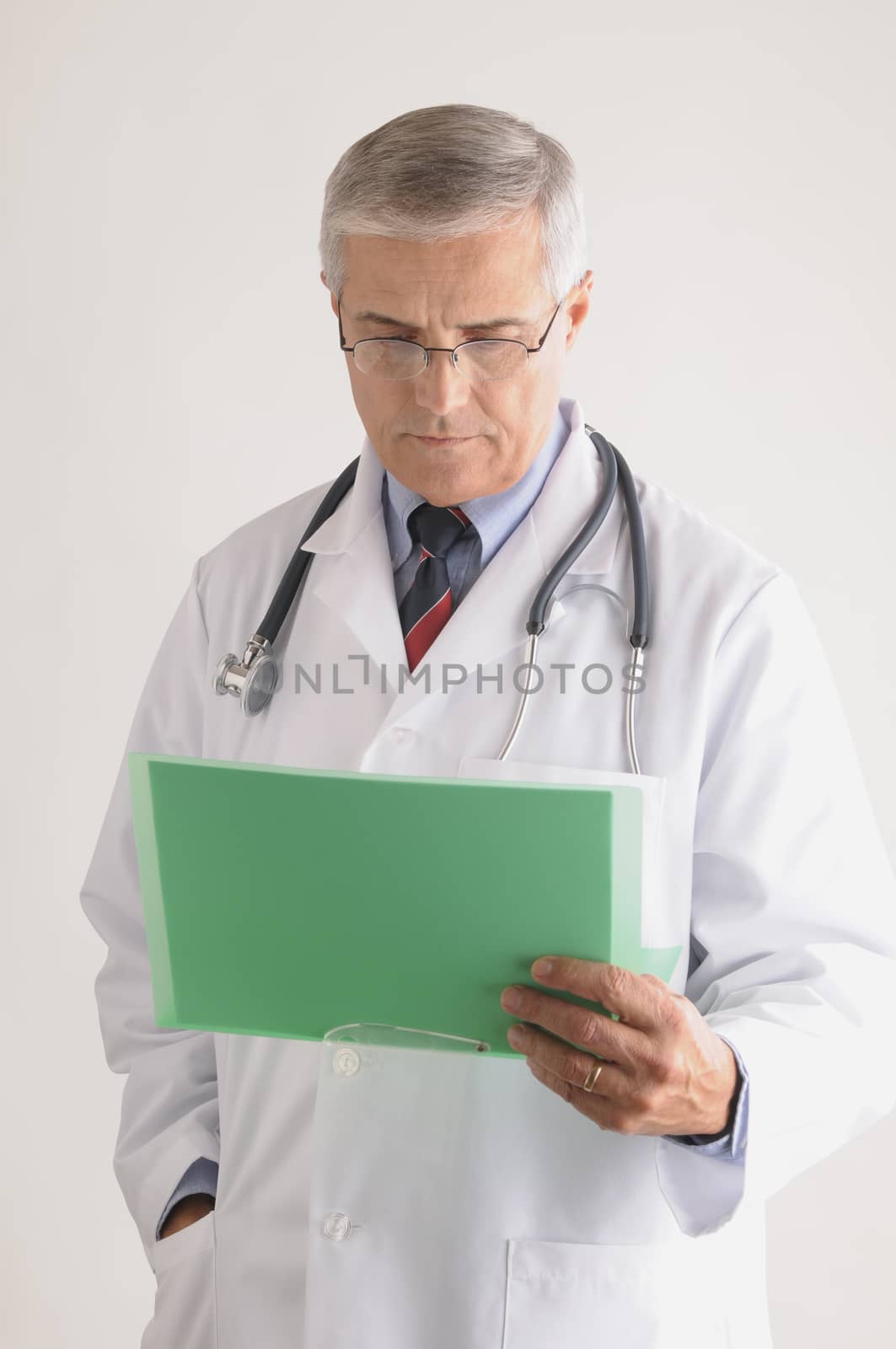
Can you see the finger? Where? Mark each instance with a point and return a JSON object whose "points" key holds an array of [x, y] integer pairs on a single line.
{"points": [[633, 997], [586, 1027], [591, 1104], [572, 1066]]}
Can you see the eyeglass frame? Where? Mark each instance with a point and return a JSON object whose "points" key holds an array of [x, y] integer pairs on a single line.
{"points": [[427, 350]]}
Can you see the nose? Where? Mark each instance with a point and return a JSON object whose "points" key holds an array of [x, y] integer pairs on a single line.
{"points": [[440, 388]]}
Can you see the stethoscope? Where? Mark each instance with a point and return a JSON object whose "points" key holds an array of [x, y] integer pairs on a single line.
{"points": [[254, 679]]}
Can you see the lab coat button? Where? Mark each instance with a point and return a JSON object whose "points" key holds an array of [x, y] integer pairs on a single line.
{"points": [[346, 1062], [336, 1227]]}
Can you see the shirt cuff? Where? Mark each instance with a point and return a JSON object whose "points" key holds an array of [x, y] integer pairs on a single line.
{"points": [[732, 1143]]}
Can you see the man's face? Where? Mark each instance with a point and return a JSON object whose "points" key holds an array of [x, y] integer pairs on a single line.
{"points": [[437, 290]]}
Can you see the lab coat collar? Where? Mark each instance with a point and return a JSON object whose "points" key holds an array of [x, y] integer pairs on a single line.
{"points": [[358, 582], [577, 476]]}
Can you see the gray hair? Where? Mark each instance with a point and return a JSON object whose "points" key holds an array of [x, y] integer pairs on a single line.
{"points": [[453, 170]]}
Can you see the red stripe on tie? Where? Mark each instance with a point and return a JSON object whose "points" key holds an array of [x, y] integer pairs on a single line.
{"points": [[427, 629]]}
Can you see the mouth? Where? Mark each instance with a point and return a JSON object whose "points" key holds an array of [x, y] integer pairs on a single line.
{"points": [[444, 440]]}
* * *
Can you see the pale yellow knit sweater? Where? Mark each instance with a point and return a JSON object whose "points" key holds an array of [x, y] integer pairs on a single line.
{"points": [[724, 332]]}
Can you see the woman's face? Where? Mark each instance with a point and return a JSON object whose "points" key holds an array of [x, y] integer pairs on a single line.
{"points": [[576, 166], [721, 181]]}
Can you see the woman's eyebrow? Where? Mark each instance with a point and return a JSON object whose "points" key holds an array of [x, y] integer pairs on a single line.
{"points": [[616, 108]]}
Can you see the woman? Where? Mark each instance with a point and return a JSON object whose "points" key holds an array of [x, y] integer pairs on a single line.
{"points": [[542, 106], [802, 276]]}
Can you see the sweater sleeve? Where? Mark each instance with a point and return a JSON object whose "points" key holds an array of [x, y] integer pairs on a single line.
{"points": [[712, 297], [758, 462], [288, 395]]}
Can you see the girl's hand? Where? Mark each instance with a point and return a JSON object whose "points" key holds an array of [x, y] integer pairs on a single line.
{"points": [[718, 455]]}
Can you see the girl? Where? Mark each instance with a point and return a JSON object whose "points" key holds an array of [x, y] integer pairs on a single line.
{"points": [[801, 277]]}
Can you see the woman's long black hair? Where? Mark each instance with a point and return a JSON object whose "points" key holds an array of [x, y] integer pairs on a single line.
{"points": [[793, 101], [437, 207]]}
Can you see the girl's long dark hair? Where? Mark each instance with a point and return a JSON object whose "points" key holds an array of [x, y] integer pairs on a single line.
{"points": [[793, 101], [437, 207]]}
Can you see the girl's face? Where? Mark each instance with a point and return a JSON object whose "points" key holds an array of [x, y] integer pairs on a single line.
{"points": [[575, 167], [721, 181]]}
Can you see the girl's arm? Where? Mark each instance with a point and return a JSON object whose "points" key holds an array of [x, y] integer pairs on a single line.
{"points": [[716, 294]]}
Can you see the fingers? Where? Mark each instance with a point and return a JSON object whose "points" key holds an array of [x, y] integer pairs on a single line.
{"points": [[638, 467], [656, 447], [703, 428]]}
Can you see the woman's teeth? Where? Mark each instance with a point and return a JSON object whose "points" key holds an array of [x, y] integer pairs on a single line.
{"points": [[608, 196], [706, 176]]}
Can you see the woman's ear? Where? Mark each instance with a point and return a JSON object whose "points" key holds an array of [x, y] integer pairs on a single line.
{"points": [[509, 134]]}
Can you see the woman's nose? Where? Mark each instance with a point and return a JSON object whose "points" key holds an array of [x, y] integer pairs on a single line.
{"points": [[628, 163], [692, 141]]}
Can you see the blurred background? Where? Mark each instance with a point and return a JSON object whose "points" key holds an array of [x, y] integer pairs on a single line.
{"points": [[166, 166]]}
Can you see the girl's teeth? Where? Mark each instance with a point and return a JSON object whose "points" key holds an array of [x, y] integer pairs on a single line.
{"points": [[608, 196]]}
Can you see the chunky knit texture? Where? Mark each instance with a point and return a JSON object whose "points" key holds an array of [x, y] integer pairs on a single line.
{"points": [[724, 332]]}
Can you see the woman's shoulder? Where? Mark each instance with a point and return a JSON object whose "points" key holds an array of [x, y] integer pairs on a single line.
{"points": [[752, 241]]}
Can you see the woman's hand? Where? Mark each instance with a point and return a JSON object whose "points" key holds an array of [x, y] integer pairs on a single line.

## EXERCISE BRIEF
Extract each line above that contains the word "coat", treating uppercase and lowercase letters as different.

## ANSWER
Can you see the lab coat button? Where? Mark each instance with a point and return a JSON object whose "points" key holds an array of [x, y] integer pairs on a single line.
Can you see the lab coat collar? Where? Mark each instance with a point and return a JSON object whose "points" key holds an array of [x, y] integer pairs on a single line.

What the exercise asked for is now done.